Short task
Reproduce, character for character, the stretch of the records from the line containing "Please trace the outline of every instance of the gutter." through the end of the records.

Source records
►

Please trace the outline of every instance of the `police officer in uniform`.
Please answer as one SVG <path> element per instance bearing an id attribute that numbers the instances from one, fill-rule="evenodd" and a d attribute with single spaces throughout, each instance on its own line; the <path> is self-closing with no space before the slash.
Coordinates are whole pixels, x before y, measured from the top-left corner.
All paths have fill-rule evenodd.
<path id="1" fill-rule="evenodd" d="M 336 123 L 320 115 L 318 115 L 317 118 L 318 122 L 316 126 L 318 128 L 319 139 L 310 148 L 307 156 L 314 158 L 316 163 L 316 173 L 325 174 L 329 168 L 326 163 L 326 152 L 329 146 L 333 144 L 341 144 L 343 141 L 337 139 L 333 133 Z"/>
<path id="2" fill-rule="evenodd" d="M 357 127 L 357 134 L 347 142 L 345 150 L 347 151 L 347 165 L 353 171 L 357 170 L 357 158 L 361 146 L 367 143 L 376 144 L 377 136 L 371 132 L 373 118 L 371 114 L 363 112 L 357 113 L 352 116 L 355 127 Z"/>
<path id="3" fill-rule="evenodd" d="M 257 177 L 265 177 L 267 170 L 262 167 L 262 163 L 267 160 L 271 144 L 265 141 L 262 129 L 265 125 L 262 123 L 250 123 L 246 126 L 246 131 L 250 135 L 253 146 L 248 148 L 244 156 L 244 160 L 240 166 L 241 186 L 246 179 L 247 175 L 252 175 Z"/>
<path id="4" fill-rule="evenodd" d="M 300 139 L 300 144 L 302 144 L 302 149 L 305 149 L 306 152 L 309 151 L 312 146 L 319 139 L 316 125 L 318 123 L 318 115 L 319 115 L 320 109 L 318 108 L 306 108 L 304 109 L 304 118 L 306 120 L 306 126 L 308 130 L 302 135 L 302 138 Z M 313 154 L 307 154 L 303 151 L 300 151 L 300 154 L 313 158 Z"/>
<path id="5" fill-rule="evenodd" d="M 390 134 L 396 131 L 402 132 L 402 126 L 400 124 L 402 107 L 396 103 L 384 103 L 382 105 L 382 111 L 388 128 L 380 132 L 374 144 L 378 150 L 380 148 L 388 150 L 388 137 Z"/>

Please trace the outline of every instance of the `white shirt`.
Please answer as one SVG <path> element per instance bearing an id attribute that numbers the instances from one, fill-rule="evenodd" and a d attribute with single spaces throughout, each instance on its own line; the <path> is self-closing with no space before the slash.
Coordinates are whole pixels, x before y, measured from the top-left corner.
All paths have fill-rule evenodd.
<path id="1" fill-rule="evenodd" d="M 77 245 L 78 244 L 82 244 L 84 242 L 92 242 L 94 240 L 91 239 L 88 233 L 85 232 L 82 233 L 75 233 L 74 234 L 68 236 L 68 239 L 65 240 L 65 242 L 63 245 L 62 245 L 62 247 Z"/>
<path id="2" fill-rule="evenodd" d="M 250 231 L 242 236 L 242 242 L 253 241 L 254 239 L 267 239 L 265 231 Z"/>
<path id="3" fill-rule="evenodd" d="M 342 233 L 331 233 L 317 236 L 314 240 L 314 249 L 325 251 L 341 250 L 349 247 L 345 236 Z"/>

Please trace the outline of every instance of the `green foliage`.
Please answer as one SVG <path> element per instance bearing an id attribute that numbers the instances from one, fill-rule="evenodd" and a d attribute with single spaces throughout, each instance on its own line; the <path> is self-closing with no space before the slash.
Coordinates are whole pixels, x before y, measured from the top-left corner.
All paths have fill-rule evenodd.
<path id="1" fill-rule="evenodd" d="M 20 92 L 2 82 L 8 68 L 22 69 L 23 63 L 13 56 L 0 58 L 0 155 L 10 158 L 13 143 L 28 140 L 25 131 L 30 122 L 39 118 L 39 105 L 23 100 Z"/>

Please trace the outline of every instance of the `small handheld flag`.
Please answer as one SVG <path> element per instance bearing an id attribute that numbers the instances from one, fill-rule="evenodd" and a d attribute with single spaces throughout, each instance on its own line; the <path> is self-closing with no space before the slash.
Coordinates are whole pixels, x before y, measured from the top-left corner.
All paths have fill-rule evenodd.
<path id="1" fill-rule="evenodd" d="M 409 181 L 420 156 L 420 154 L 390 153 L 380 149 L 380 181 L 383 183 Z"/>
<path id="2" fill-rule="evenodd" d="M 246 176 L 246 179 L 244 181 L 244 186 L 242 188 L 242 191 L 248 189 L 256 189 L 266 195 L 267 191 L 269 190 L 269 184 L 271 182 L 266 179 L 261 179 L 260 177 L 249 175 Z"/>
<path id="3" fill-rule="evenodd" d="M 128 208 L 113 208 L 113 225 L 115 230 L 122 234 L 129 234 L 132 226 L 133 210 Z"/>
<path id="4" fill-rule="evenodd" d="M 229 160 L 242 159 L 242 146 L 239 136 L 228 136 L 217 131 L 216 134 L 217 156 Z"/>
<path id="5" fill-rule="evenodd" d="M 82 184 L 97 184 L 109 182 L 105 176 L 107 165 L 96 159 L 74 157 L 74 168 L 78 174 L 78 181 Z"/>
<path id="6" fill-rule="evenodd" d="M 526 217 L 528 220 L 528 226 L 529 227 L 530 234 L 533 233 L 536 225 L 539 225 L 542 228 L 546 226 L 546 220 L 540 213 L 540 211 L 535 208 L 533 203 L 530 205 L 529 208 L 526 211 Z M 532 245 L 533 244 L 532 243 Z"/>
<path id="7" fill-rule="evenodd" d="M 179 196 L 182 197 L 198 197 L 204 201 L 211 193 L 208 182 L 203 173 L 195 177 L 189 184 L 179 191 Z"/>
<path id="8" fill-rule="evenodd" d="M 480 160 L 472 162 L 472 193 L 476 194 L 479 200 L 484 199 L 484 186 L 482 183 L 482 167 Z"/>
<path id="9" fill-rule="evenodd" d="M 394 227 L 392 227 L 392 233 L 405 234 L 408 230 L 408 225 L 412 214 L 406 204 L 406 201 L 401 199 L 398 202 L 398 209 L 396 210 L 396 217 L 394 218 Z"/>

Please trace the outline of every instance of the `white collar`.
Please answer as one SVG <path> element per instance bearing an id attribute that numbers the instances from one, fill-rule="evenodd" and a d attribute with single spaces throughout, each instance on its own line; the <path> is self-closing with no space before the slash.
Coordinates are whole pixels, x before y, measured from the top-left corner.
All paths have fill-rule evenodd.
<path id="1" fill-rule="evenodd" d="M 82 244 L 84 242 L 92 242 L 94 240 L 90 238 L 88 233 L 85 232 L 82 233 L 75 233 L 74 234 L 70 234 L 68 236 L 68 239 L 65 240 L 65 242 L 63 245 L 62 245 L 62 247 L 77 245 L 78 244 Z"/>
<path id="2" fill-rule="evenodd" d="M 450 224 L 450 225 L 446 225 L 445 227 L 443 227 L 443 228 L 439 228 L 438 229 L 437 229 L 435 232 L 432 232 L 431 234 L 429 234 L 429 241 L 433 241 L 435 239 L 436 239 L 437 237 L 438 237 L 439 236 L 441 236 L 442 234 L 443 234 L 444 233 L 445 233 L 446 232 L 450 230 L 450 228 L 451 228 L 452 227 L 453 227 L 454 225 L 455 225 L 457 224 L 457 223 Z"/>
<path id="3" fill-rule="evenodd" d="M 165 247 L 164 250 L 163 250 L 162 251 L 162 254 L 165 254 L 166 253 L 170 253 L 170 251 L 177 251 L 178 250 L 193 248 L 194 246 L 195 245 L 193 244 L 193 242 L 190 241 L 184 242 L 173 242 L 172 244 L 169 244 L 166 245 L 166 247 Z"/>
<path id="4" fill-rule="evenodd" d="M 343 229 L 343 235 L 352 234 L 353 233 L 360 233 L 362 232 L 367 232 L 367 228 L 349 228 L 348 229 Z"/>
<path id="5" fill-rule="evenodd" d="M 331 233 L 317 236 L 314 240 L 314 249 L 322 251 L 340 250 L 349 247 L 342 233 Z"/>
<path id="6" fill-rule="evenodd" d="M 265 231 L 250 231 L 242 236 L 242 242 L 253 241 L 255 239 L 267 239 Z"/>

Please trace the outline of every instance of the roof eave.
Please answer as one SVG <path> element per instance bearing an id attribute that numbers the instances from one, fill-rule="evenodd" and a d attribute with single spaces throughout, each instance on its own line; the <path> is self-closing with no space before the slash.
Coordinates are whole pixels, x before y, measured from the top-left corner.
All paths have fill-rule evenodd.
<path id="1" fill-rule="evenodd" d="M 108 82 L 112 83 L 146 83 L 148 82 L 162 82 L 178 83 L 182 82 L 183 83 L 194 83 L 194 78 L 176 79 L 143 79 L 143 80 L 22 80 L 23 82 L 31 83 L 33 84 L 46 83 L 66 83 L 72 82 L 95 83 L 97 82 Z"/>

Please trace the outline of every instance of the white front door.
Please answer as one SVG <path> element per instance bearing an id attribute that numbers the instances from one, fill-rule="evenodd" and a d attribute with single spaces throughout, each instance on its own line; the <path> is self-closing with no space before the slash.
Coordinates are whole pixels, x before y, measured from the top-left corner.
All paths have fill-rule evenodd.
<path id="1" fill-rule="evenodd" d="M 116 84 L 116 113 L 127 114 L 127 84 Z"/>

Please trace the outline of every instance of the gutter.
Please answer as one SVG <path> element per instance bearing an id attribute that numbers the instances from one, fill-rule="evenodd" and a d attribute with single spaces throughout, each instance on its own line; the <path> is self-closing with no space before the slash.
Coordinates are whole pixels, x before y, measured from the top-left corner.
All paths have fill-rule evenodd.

◄

Answer to this exercise
Please trace the outline of every instance of the gutter.
Please answer as one SVG <path> element per instance bearing an id attribute that numbers the instances from one, fill-rule="evenodd" and a d attribute with single spaces throughout, each instance on its own line; the <path> is self-closing with no space before the slash.
Coordinates are whole pixels, x before y, measured from the top-left corner.
All paths have fill-rule evenodd.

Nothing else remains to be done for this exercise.